# [Trecho selecionado]
*****

No Brasil contemporâneo, a velha ficção do perigo da dominação comunista ganhou novos alentos a partir da primeira edição de um seminário internacional promovido em 1990 pelo Partido dos Trabalhadores (PT). Nele participaram partidos e organizações de esquerda da América Latina e do Caribe com a finalidade de propor alternativas às políticas neoliberais dominantes na região, à época, e para promover a integração latino-americana no âmbito econômico, político e cultural. Esse seminário ficou conhecido como Foro de São Paulo.
Parte do Brasil desdenhou quando o Cabo Daciolo se referiu ao termo URSAL nas eleições de 2018, o mesmo aconteceu na visita recente de Bolsonaro aos Estados Unidos da América (EUA), onde o presidente brasileiro, defronte à autoridades estadunidenses, se referiu ao Foro como uma organização que, segundo ele, "esteve próximo de conquistar o poder em toda a América Latina". Com efeito, de importância quase que mínima no sentido organizativo e muito menos ainda no sentido revolucionário, inclusive incentivando o desarmamento de parte da esquerda latino-americana e a sua incorporação ao recente processo de redemocratização pelo qual passava a região, o Foro de São Paulo se transformou, por meio da narrativa da direita, numa organização perigosa, que preparava, por diversos meios, sempre sombrios, o domínio de toda a América Latina. Entretanto, como anunciamos, é a eficácia do mito, não a sua verdade, que deve ser o critério para pensá-lo. Para constatar, basta fazer uma rápida pesquisa no Google com a expressão Foro de São Paulo. Nela aparecerão inúmeras referências de links que conduzirão a memes, charges, vídeos explicativos sobre o perigo que representa tal organização. Mas, foram as páginas de Olavo de Carvalho (2014) e Brasil Paralelo (2018), principalmente, que contribuíram para dar uma requentada pseudofilosófica e pseudocientífica na narrativa.

*****

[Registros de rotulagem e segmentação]
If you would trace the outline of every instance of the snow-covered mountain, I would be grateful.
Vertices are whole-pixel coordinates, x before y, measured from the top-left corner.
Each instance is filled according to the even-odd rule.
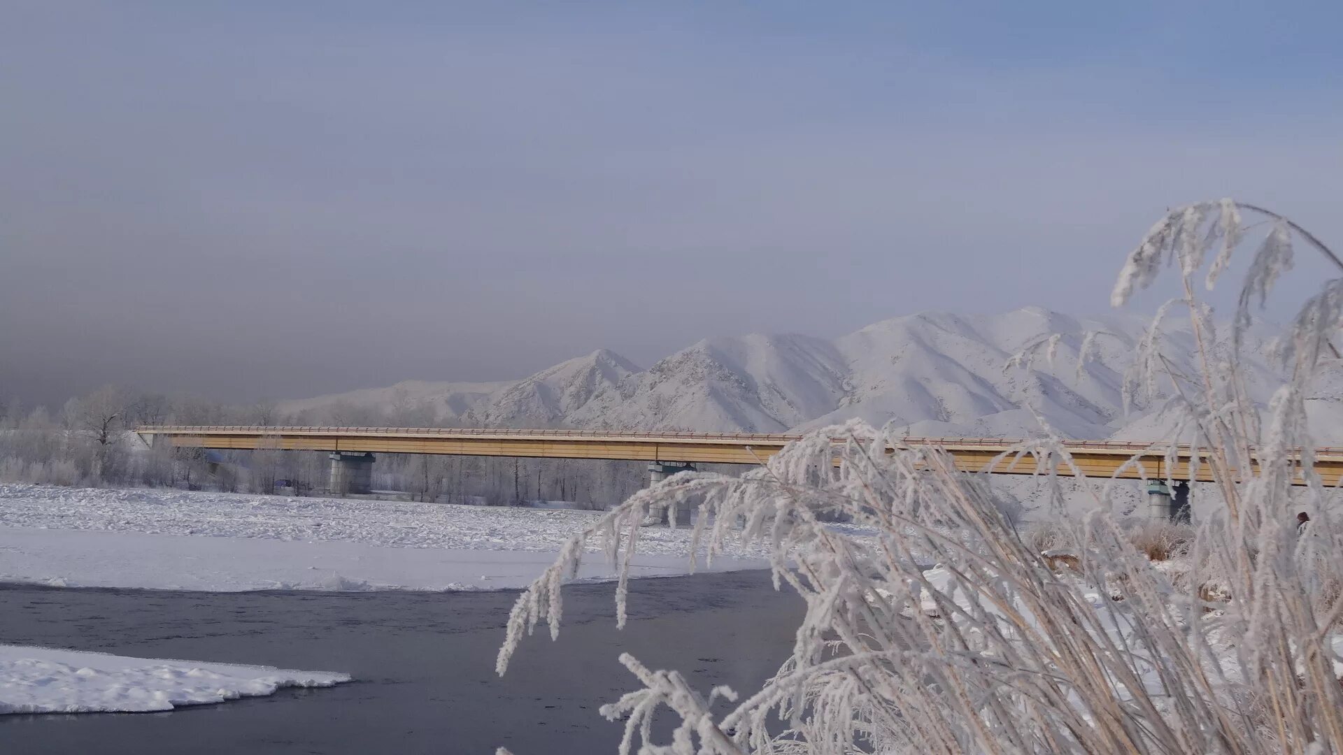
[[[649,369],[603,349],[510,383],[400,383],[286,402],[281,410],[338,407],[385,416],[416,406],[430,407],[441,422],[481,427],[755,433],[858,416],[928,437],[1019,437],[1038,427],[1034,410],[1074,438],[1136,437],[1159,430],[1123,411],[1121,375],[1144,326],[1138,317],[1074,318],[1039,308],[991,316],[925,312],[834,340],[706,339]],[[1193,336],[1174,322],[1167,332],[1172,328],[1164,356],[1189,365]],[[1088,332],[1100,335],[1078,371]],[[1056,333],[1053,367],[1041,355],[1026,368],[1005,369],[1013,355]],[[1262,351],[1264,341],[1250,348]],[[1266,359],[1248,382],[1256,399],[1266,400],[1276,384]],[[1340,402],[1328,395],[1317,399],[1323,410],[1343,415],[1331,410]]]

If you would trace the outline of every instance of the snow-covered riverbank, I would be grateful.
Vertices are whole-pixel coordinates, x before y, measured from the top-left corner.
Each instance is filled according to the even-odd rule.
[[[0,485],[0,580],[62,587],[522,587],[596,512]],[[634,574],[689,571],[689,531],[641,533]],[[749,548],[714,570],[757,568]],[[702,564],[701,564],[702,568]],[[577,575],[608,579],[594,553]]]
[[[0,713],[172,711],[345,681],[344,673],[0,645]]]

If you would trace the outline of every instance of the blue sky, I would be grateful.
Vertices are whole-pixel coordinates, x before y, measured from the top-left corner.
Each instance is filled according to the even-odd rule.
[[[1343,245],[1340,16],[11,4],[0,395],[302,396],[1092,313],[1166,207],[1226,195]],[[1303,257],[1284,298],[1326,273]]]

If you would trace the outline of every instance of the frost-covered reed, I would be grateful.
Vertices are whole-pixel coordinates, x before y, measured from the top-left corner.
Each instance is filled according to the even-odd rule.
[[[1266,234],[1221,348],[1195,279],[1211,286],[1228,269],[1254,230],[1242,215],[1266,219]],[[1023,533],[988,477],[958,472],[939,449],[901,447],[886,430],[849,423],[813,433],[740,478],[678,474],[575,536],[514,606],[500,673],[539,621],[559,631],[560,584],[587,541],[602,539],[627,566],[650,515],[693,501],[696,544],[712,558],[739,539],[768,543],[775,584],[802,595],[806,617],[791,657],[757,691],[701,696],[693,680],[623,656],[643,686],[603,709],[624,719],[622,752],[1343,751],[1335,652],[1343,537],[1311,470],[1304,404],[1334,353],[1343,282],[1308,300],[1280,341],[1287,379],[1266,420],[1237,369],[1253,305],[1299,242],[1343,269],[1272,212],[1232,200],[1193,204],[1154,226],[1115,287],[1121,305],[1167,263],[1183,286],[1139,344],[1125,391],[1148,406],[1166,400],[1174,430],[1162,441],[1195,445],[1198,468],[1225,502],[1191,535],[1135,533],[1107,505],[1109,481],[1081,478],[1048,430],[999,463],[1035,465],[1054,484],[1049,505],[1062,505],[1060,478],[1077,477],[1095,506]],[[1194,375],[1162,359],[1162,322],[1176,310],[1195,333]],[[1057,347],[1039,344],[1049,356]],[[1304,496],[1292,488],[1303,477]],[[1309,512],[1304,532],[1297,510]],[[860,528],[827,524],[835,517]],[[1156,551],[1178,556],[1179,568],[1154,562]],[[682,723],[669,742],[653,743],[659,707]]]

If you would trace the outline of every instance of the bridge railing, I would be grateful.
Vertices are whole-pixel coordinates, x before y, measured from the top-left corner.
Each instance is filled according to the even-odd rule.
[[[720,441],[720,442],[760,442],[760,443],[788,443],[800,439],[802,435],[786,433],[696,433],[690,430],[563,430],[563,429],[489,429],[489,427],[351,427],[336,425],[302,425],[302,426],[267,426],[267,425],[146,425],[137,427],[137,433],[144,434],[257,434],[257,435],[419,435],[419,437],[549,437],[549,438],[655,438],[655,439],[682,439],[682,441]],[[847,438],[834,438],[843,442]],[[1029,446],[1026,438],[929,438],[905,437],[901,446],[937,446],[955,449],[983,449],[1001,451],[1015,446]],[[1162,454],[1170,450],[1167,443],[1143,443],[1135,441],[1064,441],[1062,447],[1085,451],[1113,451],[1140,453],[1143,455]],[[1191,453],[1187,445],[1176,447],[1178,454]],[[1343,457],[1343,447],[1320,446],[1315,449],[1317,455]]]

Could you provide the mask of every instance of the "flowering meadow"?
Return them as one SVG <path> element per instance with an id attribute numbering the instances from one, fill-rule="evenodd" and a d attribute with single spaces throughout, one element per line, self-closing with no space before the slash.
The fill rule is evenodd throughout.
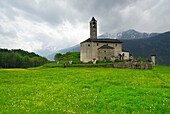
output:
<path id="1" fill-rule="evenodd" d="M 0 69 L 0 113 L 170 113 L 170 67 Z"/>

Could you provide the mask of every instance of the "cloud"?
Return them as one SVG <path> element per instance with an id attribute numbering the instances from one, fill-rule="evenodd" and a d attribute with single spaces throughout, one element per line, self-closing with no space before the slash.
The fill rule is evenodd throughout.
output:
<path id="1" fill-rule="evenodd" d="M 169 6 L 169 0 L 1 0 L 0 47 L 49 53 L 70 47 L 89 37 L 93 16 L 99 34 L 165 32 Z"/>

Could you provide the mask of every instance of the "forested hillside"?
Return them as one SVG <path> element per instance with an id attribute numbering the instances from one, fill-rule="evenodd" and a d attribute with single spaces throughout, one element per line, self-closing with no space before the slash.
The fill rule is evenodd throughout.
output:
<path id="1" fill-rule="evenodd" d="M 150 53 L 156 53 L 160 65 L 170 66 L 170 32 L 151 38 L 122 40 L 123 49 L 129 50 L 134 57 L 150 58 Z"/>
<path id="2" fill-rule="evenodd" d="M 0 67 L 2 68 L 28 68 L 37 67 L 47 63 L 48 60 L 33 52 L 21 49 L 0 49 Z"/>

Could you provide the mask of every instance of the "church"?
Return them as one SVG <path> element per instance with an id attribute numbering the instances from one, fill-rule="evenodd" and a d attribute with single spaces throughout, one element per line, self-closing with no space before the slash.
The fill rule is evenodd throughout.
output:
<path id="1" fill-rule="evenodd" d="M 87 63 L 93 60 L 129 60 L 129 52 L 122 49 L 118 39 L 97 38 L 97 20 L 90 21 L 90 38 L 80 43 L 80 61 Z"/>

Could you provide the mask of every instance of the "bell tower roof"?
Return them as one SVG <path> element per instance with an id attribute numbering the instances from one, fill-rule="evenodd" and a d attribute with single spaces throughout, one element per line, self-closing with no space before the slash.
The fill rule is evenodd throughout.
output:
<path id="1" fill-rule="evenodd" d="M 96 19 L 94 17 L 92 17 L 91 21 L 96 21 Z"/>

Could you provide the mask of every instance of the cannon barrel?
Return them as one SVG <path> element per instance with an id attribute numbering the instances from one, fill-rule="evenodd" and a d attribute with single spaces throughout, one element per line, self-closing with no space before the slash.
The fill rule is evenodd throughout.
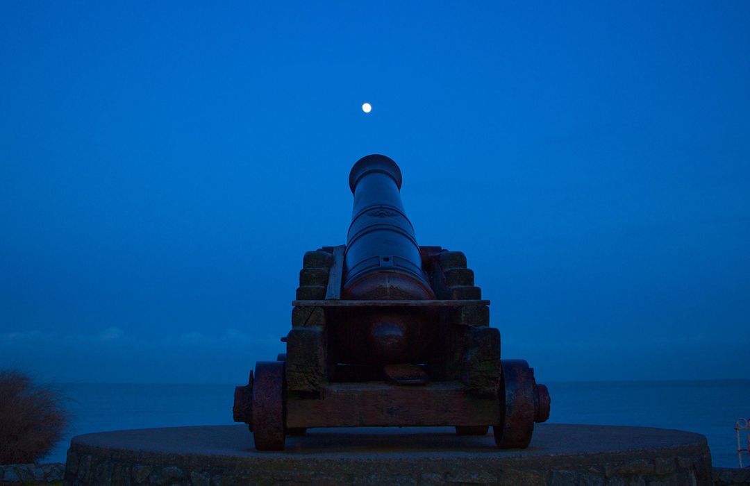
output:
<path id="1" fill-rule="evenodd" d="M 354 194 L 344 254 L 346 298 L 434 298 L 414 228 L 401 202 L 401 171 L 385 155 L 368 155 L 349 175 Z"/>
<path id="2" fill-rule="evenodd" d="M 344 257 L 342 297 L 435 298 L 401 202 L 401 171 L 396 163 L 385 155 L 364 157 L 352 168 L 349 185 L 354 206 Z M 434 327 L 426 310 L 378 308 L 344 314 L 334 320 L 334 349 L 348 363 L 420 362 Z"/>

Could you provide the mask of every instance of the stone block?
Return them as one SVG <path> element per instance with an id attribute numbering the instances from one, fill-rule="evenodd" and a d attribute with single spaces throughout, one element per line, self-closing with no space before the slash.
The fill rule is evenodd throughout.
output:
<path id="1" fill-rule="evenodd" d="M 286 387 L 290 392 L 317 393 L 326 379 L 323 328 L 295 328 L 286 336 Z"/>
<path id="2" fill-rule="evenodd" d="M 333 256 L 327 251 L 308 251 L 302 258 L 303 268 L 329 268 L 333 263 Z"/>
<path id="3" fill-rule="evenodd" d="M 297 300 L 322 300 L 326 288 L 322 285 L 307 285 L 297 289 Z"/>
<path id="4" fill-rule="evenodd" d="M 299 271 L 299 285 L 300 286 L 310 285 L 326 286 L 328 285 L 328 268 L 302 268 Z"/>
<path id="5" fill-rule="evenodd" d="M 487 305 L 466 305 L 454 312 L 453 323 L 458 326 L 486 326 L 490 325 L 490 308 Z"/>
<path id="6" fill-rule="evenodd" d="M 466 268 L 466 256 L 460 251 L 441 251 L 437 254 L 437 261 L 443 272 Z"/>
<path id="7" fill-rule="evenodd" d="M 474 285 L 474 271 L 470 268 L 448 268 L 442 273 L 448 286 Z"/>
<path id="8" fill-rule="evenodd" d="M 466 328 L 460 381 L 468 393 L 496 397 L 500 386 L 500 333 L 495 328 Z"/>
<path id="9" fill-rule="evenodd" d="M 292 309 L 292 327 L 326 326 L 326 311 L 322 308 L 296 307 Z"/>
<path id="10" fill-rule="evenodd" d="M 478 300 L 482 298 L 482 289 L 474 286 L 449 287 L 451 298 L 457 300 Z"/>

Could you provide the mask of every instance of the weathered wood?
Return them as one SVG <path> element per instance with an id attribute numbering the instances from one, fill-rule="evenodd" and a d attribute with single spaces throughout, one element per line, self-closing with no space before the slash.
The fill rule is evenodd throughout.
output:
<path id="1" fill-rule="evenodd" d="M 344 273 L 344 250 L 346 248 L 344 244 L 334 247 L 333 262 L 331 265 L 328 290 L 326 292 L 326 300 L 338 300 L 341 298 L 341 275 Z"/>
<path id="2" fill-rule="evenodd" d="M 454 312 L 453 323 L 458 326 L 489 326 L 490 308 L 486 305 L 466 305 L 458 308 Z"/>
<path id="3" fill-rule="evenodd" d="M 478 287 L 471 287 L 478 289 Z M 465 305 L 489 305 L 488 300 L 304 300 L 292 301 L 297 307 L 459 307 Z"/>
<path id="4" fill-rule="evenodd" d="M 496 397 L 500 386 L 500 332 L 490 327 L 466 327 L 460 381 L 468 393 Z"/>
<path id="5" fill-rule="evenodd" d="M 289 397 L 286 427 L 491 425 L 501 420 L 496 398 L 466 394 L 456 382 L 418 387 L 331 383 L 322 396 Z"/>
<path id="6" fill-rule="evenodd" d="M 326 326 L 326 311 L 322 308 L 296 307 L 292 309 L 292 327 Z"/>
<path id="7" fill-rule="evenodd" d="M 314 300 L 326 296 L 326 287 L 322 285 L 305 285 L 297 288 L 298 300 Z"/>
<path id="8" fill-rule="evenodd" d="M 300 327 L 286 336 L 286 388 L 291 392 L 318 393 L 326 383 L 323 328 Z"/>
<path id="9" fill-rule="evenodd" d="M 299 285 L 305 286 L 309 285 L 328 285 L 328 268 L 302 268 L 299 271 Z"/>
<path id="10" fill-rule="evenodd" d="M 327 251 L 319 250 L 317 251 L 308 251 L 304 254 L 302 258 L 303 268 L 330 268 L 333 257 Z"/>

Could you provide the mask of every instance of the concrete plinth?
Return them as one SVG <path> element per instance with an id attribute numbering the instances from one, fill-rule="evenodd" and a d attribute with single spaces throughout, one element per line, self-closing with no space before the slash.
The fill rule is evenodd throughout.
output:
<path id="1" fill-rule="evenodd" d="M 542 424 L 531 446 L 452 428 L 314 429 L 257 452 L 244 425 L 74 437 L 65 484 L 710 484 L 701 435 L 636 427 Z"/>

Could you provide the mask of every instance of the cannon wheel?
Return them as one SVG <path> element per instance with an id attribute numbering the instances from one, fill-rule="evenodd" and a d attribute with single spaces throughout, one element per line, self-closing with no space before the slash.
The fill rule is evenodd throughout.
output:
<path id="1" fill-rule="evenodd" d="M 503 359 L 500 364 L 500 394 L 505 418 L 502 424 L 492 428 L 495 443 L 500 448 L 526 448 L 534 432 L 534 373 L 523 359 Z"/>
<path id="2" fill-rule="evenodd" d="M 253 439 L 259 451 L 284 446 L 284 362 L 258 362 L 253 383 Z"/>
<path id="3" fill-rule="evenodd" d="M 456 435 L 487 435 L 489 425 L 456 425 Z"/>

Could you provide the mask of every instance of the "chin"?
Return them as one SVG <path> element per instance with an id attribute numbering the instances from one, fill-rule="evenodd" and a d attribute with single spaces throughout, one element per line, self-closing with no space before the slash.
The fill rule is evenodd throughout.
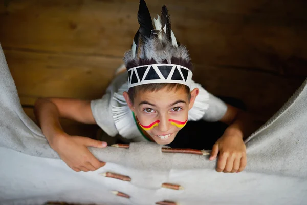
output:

*****

# [Pergunta curta 1]
Segundo o trecho selecionado, em que ano o Partido dos Trabalhadores promoveu a primeira edição do seminário internacional que ficou conhecido como Foro de São Paulo?
# [Pergunta curta 2]
Transcreva do trecho selecionado a passagem que vai de "No Brasil contemporâneo, a" até "como Foro de São Paulo.", incluindo este último.

# [Resposta correta 1]
Em 1990.

# [Resposta correta 2]
No Brasil contemporâneo, a velha ficção do perigo da dominação comunista ganhou novos alentos a partir da primeira edição de um seminário internacional promovido em 1990 pelo Partido dos Trabalhadores (PT). Nele participaram partidos e organizações de esquerda da América Latina e do Caribe com a finalidade de propor alternativas às políticas neoliberais dominantes na região, à época, e para promover a integração latino-americana no âmbito econômico, político e cultural. Esse seminário ficou conhecido como Foro de São Paulo.